● **Work task**
Each line from the start of the records through the line containing "Query: Where is the large green leaf?" is to be transcribed exactly, and no other line is to be included.

● **Information provided**
-=-=-
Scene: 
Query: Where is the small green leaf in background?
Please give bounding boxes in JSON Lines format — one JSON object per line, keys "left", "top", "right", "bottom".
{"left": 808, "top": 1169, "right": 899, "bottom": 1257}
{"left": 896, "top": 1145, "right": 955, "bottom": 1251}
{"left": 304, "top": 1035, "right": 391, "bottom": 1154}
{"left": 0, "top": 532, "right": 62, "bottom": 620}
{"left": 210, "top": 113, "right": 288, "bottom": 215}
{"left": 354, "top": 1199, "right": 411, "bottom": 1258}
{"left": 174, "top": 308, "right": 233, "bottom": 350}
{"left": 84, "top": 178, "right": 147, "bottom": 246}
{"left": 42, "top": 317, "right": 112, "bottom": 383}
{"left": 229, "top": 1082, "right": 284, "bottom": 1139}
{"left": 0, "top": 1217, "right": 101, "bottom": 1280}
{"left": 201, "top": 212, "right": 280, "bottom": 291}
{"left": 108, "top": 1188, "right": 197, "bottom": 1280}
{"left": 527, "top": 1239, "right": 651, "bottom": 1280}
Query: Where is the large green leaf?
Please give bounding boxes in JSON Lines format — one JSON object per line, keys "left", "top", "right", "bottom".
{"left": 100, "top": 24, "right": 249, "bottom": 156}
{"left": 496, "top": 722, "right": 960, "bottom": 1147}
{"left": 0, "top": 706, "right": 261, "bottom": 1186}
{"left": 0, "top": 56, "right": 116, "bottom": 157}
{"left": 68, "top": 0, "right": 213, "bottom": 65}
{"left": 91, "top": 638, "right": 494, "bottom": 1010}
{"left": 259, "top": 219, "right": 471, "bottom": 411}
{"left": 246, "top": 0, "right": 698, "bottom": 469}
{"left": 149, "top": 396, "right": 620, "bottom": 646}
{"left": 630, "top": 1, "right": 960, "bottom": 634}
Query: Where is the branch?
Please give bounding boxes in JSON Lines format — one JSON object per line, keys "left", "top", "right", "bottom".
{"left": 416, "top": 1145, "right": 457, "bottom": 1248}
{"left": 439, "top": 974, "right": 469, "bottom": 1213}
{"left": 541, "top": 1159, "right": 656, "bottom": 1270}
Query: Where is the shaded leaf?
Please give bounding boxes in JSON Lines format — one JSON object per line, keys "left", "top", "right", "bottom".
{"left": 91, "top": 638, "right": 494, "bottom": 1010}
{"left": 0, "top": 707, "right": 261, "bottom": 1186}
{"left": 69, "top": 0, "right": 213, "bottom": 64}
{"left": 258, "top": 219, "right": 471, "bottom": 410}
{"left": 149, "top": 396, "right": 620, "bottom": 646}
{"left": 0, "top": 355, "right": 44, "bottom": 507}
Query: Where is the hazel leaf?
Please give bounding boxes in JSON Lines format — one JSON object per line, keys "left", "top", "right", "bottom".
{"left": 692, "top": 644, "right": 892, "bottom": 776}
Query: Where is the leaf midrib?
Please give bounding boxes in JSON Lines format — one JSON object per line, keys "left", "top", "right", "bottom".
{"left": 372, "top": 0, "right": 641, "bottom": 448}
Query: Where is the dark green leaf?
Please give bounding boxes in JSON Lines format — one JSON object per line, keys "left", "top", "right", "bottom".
-=-=-
● **Output for this exercise**
Scene: 
Query: Where is the small green leaf in background?
Please give bounding boxes in JSON Lines format — one JSON object per line, keys "left", "top", "right", "bottom".
{"left": 808, "top": 1169, "right": 899, "bottom": 1257}
{"left": 896, "top": 1145, "right": 955, "bottom": 1251}
{"left": 304, "top": 1035, "right": 391, "bottom": 1154}
{"left": 0, "top": 532, "right": 62, "bottom": 620}
{"left": 210, "top": 113, "right": 288, "bottom": 215}
{"left": 354, "top": 1199, "right": 411, "bottom": 1258}
{"left": 174, "top": 308, "right": 233, "bottom": 350}
{"left": 84, "top": 178, "right": 147, "bottom": 246}
{"left": 42, "top": 317, "right": 112, "bottom": 383}
{"left": 229, "top": 1082, "right": 284, "bottom": 1139}
{"left": 0, "top": 1217, "right": 101, "bottom": 1280}
{"left": 201, "top": 212, "right": 280, "bottom": 291}
{"left": 108, "top": 1188, "right": 197, "bottom": 1280}
{"left": 527, "top": 1239, "right": 651, "bottom": 1280}
Query: Where is the large green leaf?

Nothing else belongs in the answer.